抜粋本文:
——————————

③Bは,振込みを確認後,1口につき40万円を手元に残し,残りの65
万円を乙や被告人個人の口座に振り込むとともに,その顧客の名前と顧客
が希望する真珠の種類を茨城県笠間市にある乙事務所に伝える。
④乙事務所からBに対し,真珠商品が送られる。
⑤Bは,真珠商品及び売買契約書(買主欄を空欄にしたもの),納品書等
を顧客に発送し,顧客は,売買契約書の買主欄に自らの名前を記載してB
に返送する。
⑥Bは,手元に残した金員(1口につき40万円)を,自らや顧客の勧誘
に関わった者らで分配する。なお,この分配金は「お手間代」と呼ばれ,
実質的には紹介手数料の支払に当たるものである。
⑦顧客が上記手続を経て会員となると,自らを直接勧誘した者(紹介者)
の傘下に入り,その親戚や知人ら周囲の者に対し,食事会への参加を呼び
掛けたり,自ら入会を勧誘するなどして新たな会員の獲得を目指す。
(4)Bらが顧客に渡す真珠商品は,いずれも被告人の指示を受けてAが業者か
ら買い付けたものであり,その仕入価額は10万円前後であった。
(5)出資法違反に係る起訴のうち,別表番号5,6を除く「預託者」欄記載の
Cら20名は,いずれもB傘下の「共犯者」欄最下段記載の者が紹介者とな
り,「預り年月日」欄記載の日時に,「預り場所」欄記載の口座に「預り金
額」欄記載の金額を振り込んだ。
(6)Cらに対して,乙が資金不足に陥り,郵便貯金口座を振込指定口座にして
いた者らに対する支払が停止した平成17年7月末ころまでは,振込みの翌
月に1口当たり3万円,2か月目以降は1口当たり2万5000円が乙から
支払われた。
(7)K(別表番号5)及びL(別表番号6)は,Bらとは別に,愛媛県内で勧
誘活動をしていたMから勧誘され,平成17年3月中にそれぞれ200万,
100万円を乙の口座に振り込んだ。Kらについても,B傘下の者への勧誘
と同様に,真珠商品が送られ,売買契約書が交わされた。
(8)Kらに対しては,平成17年12月末ころまで,振込みの翌月に1口当た
り3万9200円,2か月目以降は3万5900円が乙から支払われた。
(9)被告人は,勧誘に先立ち,会員に対する月々の支払額及び支払時期をあら
かじめ決めてBらに伝えており,会員が入会した後は,Aに指示するなどし
てその支払を行った。
(10)また,被告人は,Bらが開催する食事会にもしばしば参加して,乙の事
業について説明したり,会員を甲の真珠養殖場に招待したりして,更なる入
会を促していた。

——————————

記録データ:
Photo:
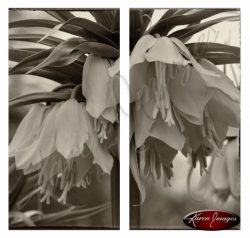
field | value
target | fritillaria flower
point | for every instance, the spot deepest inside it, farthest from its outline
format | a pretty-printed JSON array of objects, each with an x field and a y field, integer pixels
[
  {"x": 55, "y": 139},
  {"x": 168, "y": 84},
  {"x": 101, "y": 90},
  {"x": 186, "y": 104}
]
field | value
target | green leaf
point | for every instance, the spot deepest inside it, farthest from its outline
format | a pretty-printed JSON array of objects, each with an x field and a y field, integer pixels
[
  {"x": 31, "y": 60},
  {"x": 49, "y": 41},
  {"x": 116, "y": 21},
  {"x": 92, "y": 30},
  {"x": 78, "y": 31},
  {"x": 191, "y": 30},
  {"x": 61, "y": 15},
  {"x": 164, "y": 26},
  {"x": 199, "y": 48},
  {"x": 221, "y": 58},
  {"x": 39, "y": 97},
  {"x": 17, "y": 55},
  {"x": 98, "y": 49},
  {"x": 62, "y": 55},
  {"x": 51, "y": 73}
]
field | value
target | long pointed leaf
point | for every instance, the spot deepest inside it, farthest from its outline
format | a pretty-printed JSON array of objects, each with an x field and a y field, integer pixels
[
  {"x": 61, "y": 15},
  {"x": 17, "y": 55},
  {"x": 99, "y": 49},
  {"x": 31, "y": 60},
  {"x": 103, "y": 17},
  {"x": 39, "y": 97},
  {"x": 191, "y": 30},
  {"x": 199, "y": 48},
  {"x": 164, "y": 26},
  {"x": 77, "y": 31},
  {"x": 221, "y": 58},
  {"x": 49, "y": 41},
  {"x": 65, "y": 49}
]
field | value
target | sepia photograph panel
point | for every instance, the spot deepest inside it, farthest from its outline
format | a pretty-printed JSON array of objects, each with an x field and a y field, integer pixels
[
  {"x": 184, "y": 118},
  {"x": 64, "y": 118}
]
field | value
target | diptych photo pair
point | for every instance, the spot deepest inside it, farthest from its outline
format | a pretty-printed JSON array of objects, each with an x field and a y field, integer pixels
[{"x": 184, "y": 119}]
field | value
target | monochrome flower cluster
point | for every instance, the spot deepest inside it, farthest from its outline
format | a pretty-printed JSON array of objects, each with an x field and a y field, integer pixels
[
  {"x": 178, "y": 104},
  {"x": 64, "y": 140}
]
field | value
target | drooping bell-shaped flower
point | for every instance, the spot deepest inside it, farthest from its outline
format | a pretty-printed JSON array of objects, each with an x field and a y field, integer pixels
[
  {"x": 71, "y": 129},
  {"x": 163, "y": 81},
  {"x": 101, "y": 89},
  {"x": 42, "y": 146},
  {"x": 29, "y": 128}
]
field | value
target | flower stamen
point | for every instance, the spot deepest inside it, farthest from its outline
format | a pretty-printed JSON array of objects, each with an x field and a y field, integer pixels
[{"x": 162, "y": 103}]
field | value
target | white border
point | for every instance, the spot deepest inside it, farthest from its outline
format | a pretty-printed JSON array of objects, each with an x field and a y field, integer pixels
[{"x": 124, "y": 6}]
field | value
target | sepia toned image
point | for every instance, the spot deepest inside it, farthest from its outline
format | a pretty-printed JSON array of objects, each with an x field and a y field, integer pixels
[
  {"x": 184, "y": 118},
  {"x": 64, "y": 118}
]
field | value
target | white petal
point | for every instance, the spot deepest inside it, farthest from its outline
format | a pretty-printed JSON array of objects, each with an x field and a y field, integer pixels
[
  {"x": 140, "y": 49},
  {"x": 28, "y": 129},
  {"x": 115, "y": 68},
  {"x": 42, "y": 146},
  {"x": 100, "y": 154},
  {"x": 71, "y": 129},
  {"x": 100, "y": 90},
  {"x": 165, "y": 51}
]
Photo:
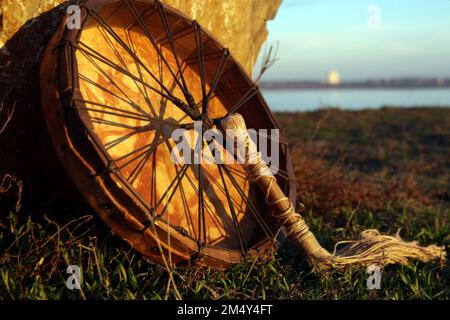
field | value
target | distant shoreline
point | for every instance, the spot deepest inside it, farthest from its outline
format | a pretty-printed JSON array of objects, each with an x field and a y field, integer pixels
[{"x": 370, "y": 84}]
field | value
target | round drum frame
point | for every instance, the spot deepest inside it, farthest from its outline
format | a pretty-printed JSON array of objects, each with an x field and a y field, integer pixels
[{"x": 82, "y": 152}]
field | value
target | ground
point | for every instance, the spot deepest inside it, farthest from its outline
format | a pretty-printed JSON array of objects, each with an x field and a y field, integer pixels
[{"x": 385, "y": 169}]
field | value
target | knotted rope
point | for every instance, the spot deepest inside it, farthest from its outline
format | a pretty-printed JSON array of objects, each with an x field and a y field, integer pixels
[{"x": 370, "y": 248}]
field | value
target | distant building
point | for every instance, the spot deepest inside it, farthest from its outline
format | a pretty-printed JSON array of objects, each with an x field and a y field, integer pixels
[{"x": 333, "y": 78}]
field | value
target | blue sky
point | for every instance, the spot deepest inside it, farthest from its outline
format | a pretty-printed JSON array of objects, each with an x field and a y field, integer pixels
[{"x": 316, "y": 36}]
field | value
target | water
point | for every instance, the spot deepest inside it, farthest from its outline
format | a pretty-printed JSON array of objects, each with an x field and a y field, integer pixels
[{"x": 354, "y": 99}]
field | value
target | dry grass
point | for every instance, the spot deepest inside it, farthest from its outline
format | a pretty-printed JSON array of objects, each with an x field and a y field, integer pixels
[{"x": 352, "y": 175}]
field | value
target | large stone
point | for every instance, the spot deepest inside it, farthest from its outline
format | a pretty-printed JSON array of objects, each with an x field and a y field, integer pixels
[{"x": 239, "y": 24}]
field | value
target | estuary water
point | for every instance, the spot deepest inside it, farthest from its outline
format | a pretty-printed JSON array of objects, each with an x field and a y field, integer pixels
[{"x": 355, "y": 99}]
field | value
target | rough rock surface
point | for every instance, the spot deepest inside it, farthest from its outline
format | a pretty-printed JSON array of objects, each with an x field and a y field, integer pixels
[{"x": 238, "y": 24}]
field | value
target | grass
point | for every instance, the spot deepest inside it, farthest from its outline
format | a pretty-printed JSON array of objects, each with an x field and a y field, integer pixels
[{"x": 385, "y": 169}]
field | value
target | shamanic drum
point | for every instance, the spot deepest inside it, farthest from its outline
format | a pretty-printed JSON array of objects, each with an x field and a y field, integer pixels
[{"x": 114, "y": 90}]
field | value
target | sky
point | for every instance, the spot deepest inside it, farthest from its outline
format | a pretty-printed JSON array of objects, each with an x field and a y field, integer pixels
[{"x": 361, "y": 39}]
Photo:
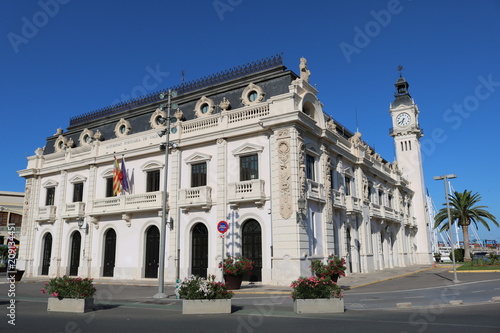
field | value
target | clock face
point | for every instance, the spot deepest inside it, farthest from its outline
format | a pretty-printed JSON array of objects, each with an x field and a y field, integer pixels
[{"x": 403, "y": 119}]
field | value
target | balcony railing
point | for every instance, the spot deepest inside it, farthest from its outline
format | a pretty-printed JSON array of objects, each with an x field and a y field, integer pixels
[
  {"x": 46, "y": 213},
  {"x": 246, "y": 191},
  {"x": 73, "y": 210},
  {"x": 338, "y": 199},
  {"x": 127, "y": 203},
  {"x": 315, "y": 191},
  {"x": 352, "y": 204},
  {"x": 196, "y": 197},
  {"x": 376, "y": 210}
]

——————————

設問一覧:
1. 抜粋本文によると、Bらが顧客に渡した真珠商品の仕入価額はどの程度でしたか。
2. 抜粋本文のうち、「の傘下に入り,その親戚や知人ら周囲の者に対し,食事会への参加を呼び」から始まって「額」欄記載の金額を振り込んだ。」まで続く部分を、一字も変えずに書き出してください。
抜粋本文の記述だけを根拠にして答えてください。

設問別の解答:
1. 仕入価額は10万円前後でした。

2.
の傘下に入り,その親戚や知人ら周囲の者に対し,食事会への参加を呼び
掛けたり,自ら入会を勧誘するなどして新たな会員の獲得を目指す。
(4)Bらが顧客に渡す真珠商品は,いずれも被告人の指示を受けてAが業者か
ら買い付けたものであり,その仕入価額は10万円前後であった。
(5)出資法違反に係る起訴のうち,別表番号5,6を除く「預託者」欄記載の
Cら20名は,いずれもB傘下の「共犯者」欄最下段記載の者が紹介者とな
り,「預り年月日」欄記載の日時に,「預り場所」欄記載の口座に「預り金
額」欄記載の金額を振り込んだ。